[Dataset excerpts on object pointing]
"""

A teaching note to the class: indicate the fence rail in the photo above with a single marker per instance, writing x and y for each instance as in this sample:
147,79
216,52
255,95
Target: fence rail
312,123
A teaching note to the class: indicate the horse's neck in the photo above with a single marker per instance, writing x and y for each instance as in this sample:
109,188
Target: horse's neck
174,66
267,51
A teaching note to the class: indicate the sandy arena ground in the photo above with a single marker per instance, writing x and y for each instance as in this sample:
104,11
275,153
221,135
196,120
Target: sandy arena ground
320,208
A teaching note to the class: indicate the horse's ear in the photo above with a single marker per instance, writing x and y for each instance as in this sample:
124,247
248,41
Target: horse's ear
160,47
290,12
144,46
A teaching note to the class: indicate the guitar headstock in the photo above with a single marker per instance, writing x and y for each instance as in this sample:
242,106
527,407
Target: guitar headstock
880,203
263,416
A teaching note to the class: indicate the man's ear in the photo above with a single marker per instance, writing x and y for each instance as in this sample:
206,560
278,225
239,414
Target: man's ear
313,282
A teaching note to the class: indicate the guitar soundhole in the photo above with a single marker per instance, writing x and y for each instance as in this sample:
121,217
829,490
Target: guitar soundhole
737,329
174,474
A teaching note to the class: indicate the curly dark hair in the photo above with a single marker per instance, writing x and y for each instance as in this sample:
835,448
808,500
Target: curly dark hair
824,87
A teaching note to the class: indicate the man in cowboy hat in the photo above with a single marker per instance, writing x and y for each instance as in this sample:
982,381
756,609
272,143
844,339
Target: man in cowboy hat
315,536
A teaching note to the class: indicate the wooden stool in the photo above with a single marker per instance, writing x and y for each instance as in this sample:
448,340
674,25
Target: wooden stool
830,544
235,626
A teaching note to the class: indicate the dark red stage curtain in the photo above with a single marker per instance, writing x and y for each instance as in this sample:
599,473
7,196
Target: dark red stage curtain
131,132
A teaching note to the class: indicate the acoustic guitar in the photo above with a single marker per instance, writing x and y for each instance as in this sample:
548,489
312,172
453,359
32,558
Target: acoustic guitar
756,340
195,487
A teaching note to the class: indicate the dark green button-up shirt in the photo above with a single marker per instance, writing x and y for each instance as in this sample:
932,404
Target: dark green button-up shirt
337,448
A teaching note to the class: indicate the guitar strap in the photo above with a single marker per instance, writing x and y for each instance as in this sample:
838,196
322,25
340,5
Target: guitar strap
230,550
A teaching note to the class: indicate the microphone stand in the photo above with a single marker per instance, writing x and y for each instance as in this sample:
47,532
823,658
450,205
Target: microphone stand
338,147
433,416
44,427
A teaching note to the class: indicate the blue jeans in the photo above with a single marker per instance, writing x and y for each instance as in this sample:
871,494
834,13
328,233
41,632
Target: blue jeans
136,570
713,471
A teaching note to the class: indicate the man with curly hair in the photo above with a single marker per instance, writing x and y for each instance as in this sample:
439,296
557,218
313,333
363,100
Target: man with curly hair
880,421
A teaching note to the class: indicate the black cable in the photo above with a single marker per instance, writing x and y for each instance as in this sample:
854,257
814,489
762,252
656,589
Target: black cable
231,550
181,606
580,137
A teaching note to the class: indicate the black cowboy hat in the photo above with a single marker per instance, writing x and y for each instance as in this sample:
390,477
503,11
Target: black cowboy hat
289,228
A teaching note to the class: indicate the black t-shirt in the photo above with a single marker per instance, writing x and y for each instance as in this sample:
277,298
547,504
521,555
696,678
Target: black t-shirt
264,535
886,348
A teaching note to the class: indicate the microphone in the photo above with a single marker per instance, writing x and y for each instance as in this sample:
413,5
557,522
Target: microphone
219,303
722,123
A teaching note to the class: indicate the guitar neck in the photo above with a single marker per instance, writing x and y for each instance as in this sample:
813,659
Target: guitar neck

"""

▶ **TASK DESCRIPTION**
The records above are to be repeated exactly, in their entirety.

▶ **SOLUTION FOR THIS TASK**
A teaching note to the class: indicate the fence rail in the photo above with a single marker per instance, writing x and y for each instance as in this sample:
147,79
216,52
255,95
Target: fence rail
312,123
A teaching note to the class: indicate the horse's neck in the photo above with a single marker per instance, writing x and y for each instance as in this sample:
109,188
Target: horse's neck
174,66
267,51
A teaching note to the class: indicate the sandy arena ground in the photo above with a single marker per instance, writing x and y for each instance as in this sample:
104,11
275,153
221,135
196,120
Target: sandy arena ground
320,208
A teaching note to the class: indicate the horse's ear in the photo above with a single marker per instance, writing x and y for each instance as in this sample:
124,247
248,41
Target: horse's ear
160,47
290,12
144,46
A teaching note to the class: indicate the guitar headstock in the photo above with a single marker per instance, writing x and y for each instance as in this sample:
242,106
527,407
Target: guitar headstock
880,203
263,416
A teaching note to the class: indicate the man's ear in the photo above with a single marker per instance, writing x and y for each instance as in this sample:
206,560
278,225
239,414
Target: man's ear
313,282
A teaching note to the class: indicate the guitar soundhole in the photo above with a single marker per instance, writing x and y for each instance as in this sample:
121,217
829,490
Target: guitar soundhole
737,329
174,474
A teaching note to the class: indicate the curly dark hair in the photo above with a single marker per instance, writing x and y for each instance as in this sample:
835,448
808,500
Target: curly dark hair
824,87
A teaching note to the class: indicate the man in cowboy hat in the photo above with a single marker per instance, writing x and y for each instance as in this sample:
982,381
756,609
272,143
844,339
Target: man in cowboy hat
315,536
A teaching note to the class: indicate the wooden stool in the photo above with a single marker per instance, writing x and y for each instance as in this sample:
448,340
674,25
Target: wooden stool
830,544
235,626
A teaching note to the class: indicate the dark red stage curtain in the photo above with a single marker per instance, writing x and y for each instance as in this sample:
599,473
7,196
Target: dark red stage curtain
131,132
A teaching note to the class: indicate the acoustic guitar in the photo above with a single marker per instance, writing x and y for each instance as in this sample:
548,489
312,172
453,359
32,558
Target: acoustic guitar
756,340
195,487
A teaching note to the class: indicate the dark green button-up shirt in the photo above with a single marker per instance, writing x and y for each instance as in this sample:
932,404
Target: dark green button-up shirt
337,448
A teaching note to the class: indicate the guitar strap in the photo above with a single marker per instance, writing x and y for each instance as in this sample:
838,196
322,25
340,5
Target: guitar strap
230,550
A teaching note to the class: indicate the microphone stand in the photo above with a single marker per instance, writing x and y for each instance as in this sample:
47,532
823,658
450,205
Target: microphone stand
338,147
433,416
44,427
A teaching note to the class: indicate the blue jeans in the photo above with a single marker per instance, writing x and y for each instance as in this sample:
871,494
834,13
328,233
41,632
Target: blue jeans
136,570
713,471
A teaching note to the class: indicate the man with curly hair in the photo above with a single marker per instance, writing x and y for each instance as in this sample:
439,296
557,218
313,333
363,100
Target: man with curly hair
880,421
A teaching note to the class: indicate the black cable in the photo above with a single marker per instance, writing x and y for each instance as in this sample:
854,257
814,489
762,252
656,589
Target: black cable
231,550
181,606
580,137
A teaching note to the class: indicate the black cowboy hat in the photo above with a single marker per instance, writing x and y for each instance as in this sample:
390,477
503,11
Target: black cowboy hat
289,228
A teaching note to the class: indicate the black t-shirt in the photo above with a single marker per instance, writing x and y for each instance as in this sample:
277,298
547,504
521,555
696,678
Target: black t-shirt
264,535
886,348
A teaching note to the class: indicate the microphone in the photo above with a single marker per instance, writing x and y for each instance as in this sample:
413,5
557,522
Target: microphone
219,303
722,123
A teaching note to the class: indicate the guitar neck in the photo above with a single marker per instance, writing x and y for each instance as in this sample:
813,659
Target: guitar neck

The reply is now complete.